#### Data for processing

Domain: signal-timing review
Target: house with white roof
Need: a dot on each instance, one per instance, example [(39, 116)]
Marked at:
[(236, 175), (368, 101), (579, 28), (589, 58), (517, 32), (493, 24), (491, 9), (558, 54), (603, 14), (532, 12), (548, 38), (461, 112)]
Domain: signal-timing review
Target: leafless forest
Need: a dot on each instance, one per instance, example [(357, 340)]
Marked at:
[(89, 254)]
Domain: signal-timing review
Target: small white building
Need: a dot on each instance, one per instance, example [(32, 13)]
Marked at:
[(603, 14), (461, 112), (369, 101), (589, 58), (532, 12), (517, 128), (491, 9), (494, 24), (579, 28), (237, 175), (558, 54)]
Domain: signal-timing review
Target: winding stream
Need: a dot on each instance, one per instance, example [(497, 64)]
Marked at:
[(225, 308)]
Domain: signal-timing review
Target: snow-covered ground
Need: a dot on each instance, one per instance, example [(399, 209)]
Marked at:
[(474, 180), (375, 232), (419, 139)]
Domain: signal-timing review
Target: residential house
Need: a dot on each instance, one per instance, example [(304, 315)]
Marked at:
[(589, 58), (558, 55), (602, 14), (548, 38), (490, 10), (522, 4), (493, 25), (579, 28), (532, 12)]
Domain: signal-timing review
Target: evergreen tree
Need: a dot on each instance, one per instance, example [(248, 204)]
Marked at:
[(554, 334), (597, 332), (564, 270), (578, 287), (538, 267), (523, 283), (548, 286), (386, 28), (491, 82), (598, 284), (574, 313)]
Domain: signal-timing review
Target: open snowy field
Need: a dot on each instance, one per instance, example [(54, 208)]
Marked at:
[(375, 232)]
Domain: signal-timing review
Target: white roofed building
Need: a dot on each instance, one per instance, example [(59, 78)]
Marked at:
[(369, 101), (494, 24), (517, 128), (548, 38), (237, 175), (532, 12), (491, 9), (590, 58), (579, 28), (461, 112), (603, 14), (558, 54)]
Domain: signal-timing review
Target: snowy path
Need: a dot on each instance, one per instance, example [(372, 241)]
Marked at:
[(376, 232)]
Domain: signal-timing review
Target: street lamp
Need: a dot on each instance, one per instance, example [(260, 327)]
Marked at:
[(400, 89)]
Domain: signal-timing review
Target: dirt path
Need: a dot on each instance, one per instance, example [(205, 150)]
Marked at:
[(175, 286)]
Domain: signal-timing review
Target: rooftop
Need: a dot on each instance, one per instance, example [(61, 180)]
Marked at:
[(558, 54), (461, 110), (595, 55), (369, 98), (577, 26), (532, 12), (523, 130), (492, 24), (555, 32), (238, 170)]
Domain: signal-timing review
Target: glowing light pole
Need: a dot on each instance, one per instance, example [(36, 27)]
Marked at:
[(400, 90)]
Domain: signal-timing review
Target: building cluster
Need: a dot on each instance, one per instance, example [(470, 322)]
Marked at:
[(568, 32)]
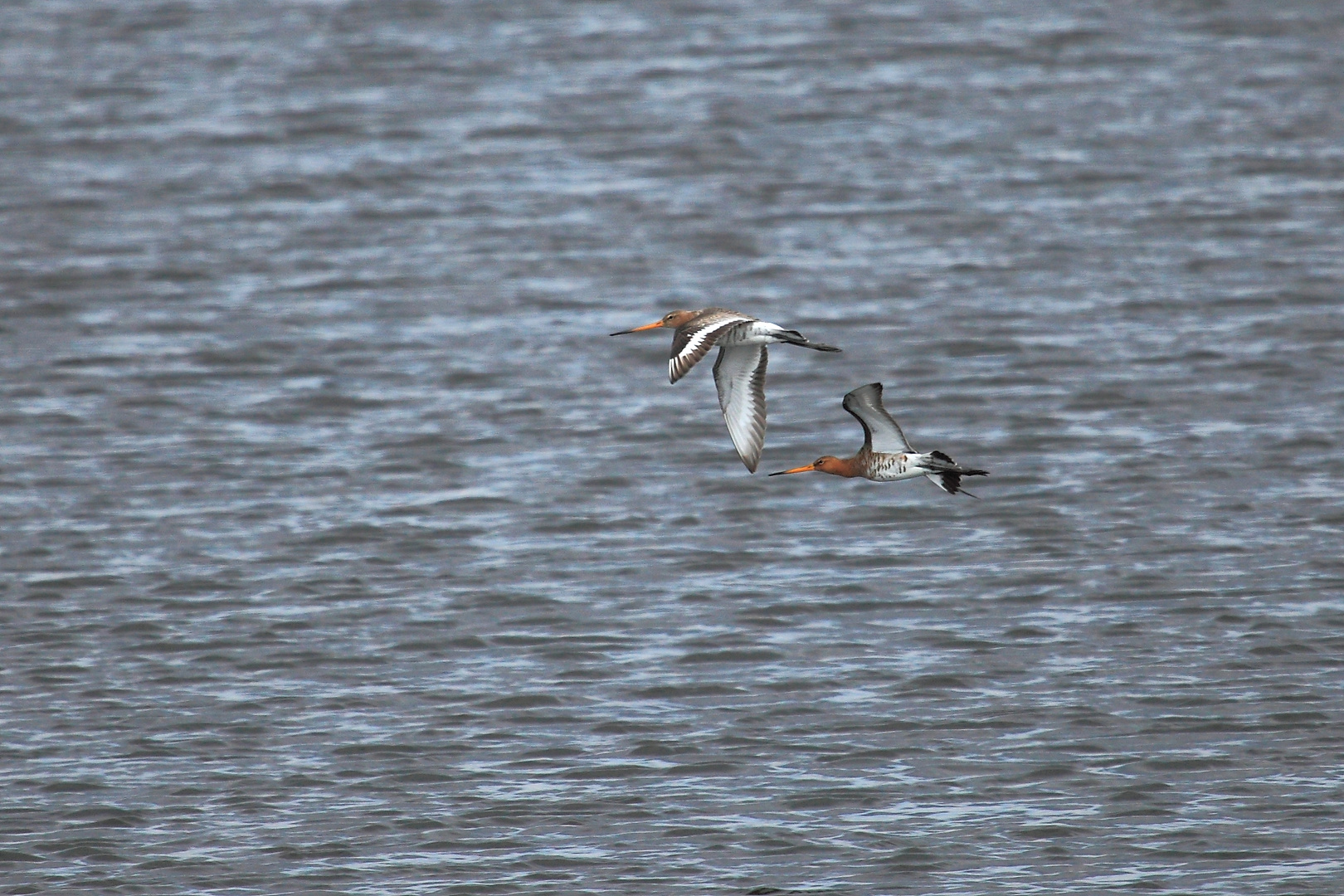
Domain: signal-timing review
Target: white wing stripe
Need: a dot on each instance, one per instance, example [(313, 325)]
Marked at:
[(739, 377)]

########
#### Data for processing

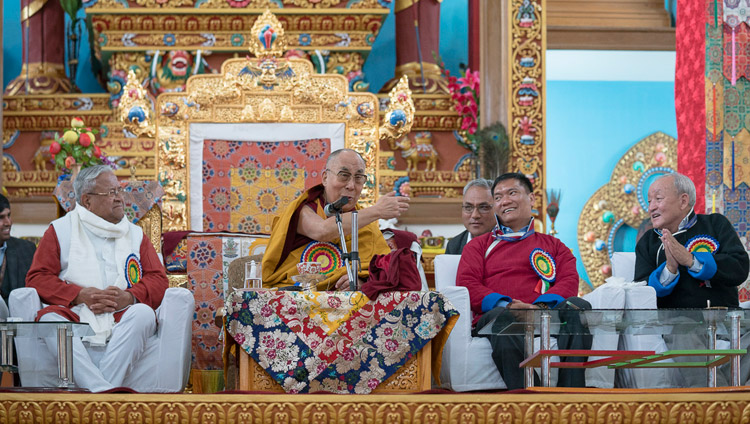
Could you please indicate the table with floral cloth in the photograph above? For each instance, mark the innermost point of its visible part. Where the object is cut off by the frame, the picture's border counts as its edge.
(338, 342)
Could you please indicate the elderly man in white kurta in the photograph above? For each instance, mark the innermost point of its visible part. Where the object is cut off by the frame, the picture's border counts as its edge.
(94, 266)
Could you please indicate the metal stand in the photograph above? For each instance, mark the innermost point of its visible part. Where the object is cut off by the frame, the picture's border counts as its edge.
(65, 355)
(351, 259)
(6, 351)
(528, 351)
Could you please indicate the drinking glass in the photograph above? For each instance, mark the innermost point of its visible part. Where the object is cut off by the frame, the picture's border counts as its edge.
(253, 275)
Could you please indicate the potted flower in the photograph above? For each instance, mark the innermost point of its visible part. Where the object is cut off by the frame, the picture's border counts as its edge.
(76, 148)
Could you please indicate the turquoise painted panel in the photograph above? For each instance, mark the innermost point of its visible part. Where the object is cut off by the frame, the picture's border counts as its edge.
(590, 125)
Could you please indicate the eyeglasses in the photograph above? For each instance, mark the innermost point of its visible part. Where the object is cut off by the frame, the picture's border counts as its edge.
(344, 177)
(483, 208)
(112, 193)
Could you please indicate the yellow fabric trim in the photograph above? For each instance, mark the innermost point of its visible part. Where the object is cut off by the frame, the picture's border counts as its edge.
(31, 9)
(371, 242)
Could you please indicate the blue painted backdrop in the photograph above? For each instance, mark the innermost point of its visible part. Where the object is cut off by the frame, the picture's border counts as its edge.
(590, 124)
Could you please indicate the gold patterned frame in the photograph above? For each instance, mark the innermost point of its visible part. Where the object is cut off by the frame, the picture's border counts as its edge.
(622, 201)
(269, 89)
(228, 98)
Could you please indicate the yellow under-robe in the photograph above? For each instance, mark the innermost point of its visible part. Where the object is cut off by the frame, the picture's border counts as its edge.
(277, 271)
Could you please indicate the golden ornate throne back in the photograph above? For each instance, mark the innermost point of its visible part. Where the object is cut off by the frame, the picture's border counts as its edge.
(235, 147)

########
#### Data for processing

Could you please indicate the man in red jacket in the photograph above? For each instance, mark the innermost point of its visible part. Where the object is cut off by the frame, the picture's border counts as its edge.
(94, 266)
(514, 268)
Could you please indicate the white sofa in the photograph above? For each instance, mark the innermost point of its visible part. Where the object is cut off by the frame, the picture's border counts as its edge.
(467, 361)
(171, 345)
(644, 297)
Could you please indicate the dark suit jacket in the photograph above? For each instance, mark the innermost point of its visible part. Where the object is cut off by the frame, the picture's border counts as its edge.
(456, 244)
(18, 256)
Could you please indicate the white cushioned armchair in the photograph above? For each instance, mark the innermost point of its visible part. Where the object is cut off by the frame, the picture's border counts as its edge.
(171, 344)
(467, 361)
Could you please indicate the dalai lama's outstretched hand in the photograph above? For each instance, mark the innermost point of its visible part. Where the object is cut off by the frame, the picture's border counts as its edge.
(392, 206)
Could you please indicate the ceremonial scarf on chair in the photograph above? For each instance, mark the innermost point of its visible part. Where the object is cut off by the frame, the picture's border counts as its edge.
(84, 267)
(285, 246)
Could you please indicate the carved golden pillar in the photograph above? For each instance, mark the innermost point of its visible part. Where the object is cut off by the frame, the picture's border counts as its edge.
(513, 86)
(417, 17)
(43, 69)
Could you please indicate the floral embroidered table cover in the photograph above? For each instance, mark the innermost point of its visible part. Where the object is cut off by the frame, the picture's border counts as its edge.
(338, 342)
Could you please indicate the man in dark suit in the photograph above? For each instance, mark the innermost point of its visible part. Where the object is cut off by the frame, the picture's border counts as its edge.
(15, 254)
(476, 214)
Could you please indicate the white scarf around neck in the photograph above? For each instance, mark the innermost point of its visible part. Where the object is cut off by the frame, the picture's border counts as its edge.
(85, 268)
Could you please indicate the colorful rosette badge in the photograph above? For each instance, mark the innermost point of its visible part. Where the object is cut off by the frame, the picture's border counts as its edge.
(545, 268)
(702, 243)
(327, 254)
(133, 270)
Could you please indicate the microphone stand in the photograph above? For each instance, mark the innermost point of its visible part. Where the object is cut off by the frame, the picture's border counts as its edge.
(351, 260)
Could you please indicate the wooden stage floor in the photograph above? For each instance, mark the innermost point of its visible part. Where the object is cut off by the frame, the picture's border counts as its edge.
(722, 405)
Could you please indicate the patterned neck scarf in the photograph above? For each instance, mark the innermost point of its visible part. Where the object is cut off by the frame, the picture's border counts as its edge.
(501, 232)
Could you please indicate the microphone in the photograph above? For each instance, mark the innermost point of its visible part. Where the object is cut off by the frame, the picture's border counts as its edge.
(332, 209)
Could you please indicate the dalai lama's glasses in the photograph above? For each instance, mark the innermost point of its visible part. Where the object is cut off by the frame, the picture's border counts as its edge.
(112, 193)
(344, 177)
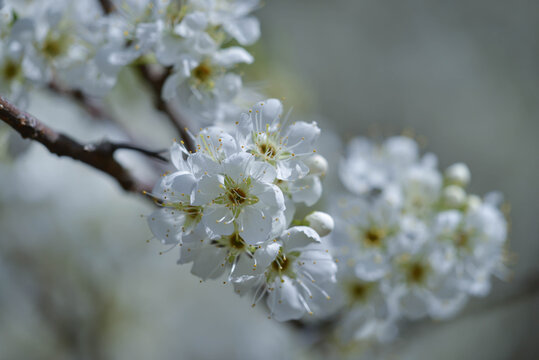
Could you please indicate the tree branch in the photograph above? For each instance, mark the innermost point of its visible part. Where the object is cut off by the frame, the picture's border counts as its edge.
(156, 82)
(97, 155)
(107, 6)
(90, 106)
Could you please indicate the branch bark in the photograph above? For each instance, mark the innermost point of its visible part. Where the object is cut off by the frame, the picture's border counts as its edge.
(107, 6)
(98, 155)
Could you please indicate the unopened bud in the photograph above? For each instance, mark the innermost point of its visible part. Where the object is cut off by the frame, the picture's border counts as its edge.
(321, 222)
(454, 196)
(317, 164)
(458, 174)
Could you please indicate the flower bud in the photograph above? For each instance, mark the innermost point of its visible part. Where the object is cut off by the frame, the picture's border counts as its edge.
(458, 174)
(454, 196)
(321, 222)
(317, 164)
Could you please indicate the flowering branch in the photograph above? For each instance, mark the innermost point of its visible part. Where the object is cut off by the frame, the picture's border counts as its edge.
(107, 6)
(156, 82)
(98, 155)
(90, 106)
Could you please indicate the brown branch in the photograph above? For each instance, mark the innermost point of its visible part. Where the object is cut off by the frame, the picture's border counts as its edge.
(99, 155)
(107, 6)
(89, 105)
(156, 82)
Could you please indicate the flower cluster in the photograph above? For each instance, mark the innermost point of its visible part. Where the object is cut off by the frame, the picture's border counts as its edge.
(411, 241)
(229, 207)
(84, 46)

########

▸ **Set exercise**:
Return, in full, every line above that contains the word "golden".

▸ **In response**:
Could you please indicate the golden ornate throne back in the photograph above? For each instance, mark the innermost point of its visible part. Where the object is cut off by the frame, the picture's border counts as its edge.
Could you please indicate the carved golden pillar in the photograph above? For each instance, mark the innermost point of its visible part. Where the object is cut off by the frame, the picture's border counts as its edge.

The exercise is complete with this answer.